---- SOURCE TEXT

Events, however, brought not another smile, but what I thought were clear glimpses of tears in the Frenchwoman’s eyes. Having spent an hour or so running to nearby restaurants and local villagers’ homes, our waiter came back to announce something that impressed us all in the midst of our discussion on the virtues of local sage and oregano. He told us that he had found some skewers he thought were new, but he could not be sure or vouch for their chastity, which meant that we faced another problem in proving to a nation of gourmets that our way of cooking lamb is unsurpassed even by master-chefs from the court of Louis XIV. My compatriot came to my aid again, saying that he would make the man behind the grill use wooden sticks as skewers.

--------

**TASKS:**
1 – Reproduce the part of the skewer passage that begins at the words "Events, however, brought" and stops after "sticks as skewers.".
2 – In the skewer passage, what did the compatriot say he would make the man behind the grill use as skewers?
The lines that come next have no role here.

---- ENTRIES PROVIDED

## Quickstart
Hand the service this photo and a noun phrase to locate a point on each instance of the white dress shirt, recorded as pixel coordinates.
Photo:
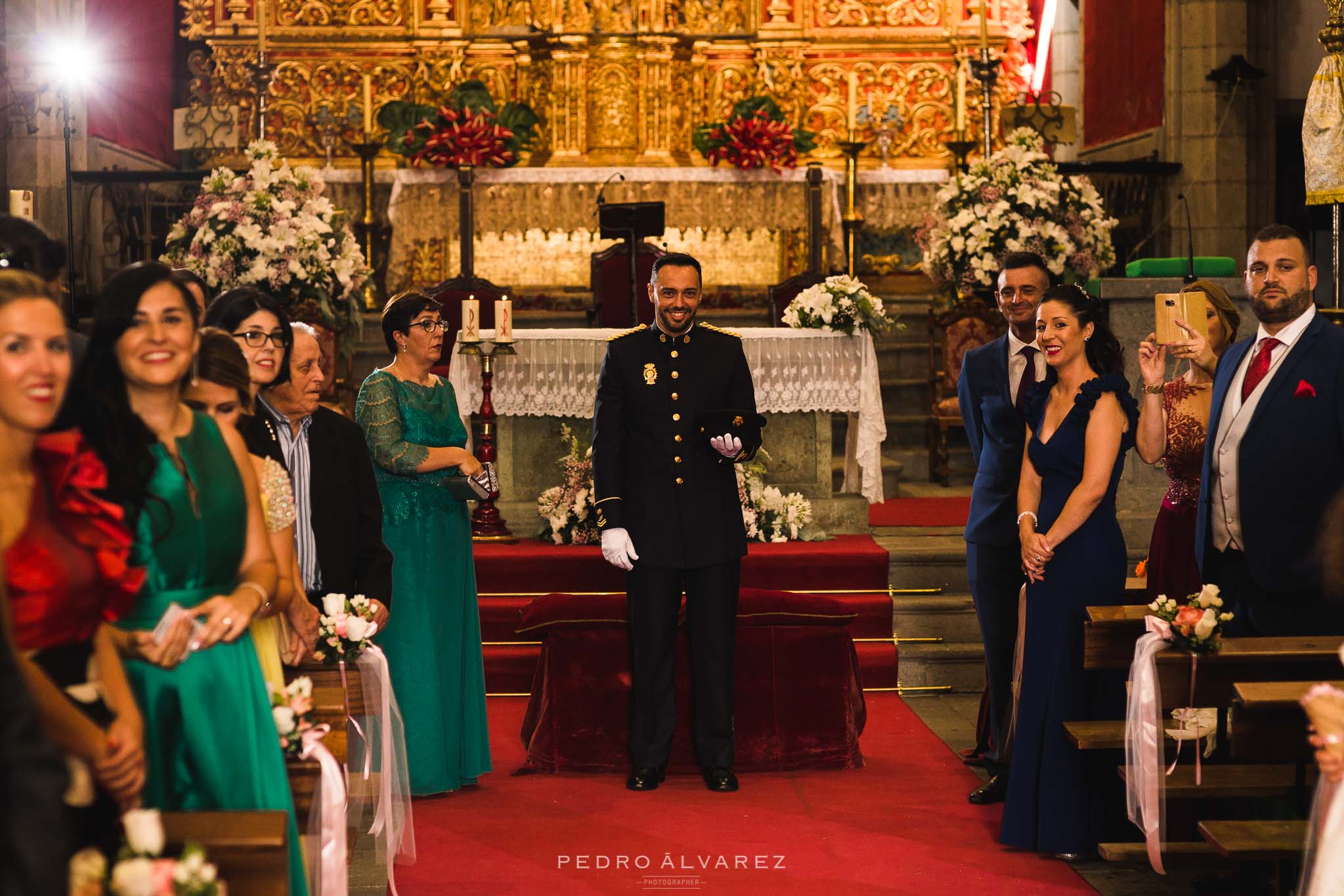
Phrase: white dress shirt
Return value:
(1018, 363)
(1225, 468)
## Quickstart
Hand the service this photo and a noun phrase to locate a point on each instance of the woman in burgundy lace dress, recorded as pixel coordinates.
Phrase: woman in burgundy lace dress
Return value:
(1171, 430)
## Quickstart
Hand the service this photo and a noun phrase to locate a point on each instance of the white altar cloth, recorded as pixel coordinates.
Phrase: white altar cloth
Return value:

--------

**RESULTS OF THE EXERCISE:**
1 –
Events, however, brought not another smile, but what I thought were clear glimpses of tears in the Frenchwoman’s eyes. Having spent an hour or so running to nearby restaurants and local villagers’ homes, our waiter came back to announce something that impressed us all in the midst of our discussion on the virtues of local sage and oregano. He told us that he had found some skewers he thought were new, but he could not be sure or vouch for their chastity, which meant that we faced another problem in proving to a nation of gourmets that our way of cooking lamb is unsurpassed even by master-chefs from the court of Louis XIV. My compatriot came to my aid again, saying that he would make the man behind the grill use wooden sticks as skewers.

2 – Wooden sticks.